— BEGIN —

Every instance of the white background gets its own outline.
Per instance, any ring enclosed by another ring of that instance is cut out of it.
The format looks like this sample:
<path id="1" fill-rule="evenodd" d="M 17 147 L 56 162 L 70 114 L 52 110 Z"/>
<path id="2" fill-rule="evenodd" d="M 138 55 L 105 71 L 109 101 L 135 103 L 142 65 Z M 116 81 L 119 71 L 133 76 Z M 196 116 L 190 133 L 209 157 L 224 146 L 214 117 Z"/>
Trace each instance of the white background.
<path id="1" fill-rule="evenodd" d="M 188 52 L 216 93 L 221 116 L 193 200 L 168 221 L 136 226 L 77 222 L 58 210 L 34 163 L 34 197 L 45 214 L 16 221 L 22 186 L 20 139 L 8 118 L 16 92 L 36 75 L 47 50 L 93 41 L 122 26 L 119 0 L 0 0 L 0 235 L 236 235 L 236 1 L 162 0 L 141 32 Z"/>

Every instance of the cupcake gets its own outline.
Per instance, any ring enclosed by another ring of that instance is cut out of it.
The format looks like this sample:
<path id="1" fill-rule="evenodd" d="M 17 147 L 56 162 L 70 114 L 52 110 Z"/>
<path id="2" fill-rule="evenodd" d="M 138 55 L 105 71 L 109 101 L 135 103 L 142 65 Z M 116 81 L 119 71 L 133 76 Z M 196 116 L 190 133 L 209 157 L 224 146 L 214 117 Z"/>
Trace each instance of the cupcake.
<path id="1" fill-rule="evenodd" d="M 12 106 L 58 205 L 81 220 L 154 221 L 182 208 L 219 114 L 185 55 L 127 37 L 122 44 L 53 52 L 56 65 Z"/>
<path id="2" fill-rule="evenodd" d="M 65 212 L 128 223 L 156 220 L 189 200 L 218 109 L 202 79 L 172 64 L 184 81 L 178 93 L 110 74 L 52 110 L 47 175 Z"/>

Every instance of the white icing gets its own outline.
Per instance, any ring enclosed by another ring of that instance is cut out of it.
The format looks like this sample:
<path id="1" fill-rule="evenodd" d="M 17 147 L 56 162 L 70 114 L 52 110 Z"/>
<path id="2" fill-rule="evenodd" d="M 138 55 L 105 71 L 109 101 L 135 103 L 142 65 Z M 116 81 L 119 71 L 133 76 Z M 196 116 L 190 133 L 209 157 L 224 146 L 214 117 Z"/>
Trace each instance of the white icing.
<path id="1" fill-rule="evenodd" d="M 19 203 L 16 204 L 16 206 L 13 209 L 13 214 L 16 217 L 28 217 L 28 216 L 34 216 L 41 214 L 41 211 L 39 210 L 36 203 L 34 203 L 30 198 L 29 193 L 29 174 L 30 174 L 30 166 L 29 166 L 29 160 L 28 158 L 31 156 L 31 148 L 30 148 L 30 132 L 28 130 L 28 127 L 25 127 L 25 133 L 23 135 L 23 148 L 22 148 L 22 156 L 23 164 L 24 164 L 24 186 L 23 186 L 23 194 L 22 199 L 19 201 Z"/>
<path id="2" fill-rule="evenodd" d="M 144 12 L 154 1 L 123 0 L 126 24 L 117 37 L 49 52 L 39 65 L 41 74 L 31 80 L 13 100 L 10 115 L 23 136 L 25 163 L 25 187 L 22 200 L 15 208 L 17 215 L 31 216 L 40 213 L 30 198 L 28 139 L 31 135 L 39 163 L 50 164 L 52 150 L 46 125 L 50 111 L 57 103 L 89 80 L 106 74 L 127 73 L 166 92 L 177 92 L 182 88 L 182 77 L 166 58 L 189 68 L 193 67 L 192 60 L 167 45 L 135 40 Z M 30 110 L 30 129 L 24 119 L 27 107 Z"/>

— END —

**Problem requirements**
Transcribe each record exactly. Leave nothing out.

**Exercise solution**
Every instance of the white background gets its own outline.
Per instance, any ring enclosed by another ring of that instance is cut out of it.
The format looks like this sample:
<path id="1" fill-rule="evenodd" d="M 17 147 L 56 162 L 70 114 L 52 110 Z"/>
<path id="2" fill-rule="evenodd" d="M 138 55 L 105 71 L 109 101 L 135 103 L 142 65 Z M 116 81 L 119 71 L 133 76 Z M 196 116 L 190 133 L 209 157 L 224 146 L 214 117 Z"/>
Trace each instance of the white background.
<path id="1" fill-rule="evenodd" d="M 188 52 L 216 93 L 221 116 L 193 200 L 168 221 L 136 226 L 77 222 L 58 210 L 34 163 L 34 197 L 45 214 L 16 221 L 22 186 L 20 139 L 8 118 L 16 92 L 36 75 L 47 50 L 93 41 L 122 26 L 119 0 L 0 0 L 0 235 L 236 235 L 236 1 L 162 0 L 141 32 Z"/>

Every instance of the cupcake gets its own outline.
Per instance, any ring enclosed by another ring of that instance is cut out of it.
The format looks like this sample:
<path id="1" fill-rule="evenodd" d="M 17 147 L 56 162 L 70 114 L 52 110 Z"/>
<path id="2" fill-rule="evenodd" d="M 138 55 L 105 71 L 109 101 L 135 103 L 142 65 Z M 116 81 L 119 71 L 133 76 Z M 196 116 L 190 133 L 209 157 L 224 146 L 214 117 Z"/>
Trace each instance of the cupcake.
<path id="1" fill-rule="evenodd" d="M 12 106 L 58 205 L 81 220 L 154 221 L 182 208 L 219 114 L 185 55 L 127 37 L 122 44 L 53 52 L 56 65 Z"/>
<path id="2" fill-rule="evenodd" d="M 65 212 L 128 223 L 156 220 L 189 200 L 218 109 L 202 79 L 172 64 L 184 81 L 178 93 L 110 74 L 52 110 L 47 175 Z"/>

Every instance of the white icing gets its own outline.
Per instance, any ring enclosed by another ring of that instance is cut out of it.
The format looks like this sample:
<path id="1" fill-rule="evenodd" d="M 17 147 L 56 162 L 70 114 L 52 110 Z"/>
<path id="2" fill-rule="evenodd" d="M 138 55 L 105 71 L 109 101 L 135 103 L 142 65 Z M 116 81 L 119 71 L 133 76 Z M 196 116 L 190 133 L 209 157 L 224 146 L 214 117 Z"/>
Trace each instance of the white icing.
<path id="1" fill-rule="evenodd" d="M 19 203 L 16 204 L 16 206 L 13 209 L 13 214 L 16 217 L 28 217 L 28 216 L 34 216 L 41 214 L 41 211 L 39 210 L 36 203 L 34 203 L 30 198 L 29 193 L 29 174 L 30 174 L 30 166 L 29 166 L 29 160 L 28 158 L 31 156 L 31 148 L 30 148 L 30 132 L 28 130 L 28 127 L 25 127 L 25 133 L 23 135 L 23 148 L 22 148 L 22 156 L 23 164 L 24 164 L 24 186 L 23 186 L 23 194 L 22 199 L 19 201 Z"/>
<path id="2" fill-rule="evenodd" d="M 144 12 L 154 1 L 123 0 L 126 24 L 117 37 L 49 52 L 39 65 L 41 74 L 31 80 L 13 100 L 10 115 L 23 136 L 25 163 L 25 187 L 22 200 L 15 208 L 17 215 L 31 216 L 40 213 L 30 198 L 28 139 L 31 135 L 39 163 L 50 164 L 52 150 L 46 125 L 50 111 L 57 103 L 89 80 L 106 74 L 127 73 L 166 92 L 177 92 L 182 88 L 182 77 L 166 58 L 189 68 L 193 67 L 192 60 L 167 45 L 135 40 Z M 30 110 L 30 129 L 24 119 L 27 107 Z"/>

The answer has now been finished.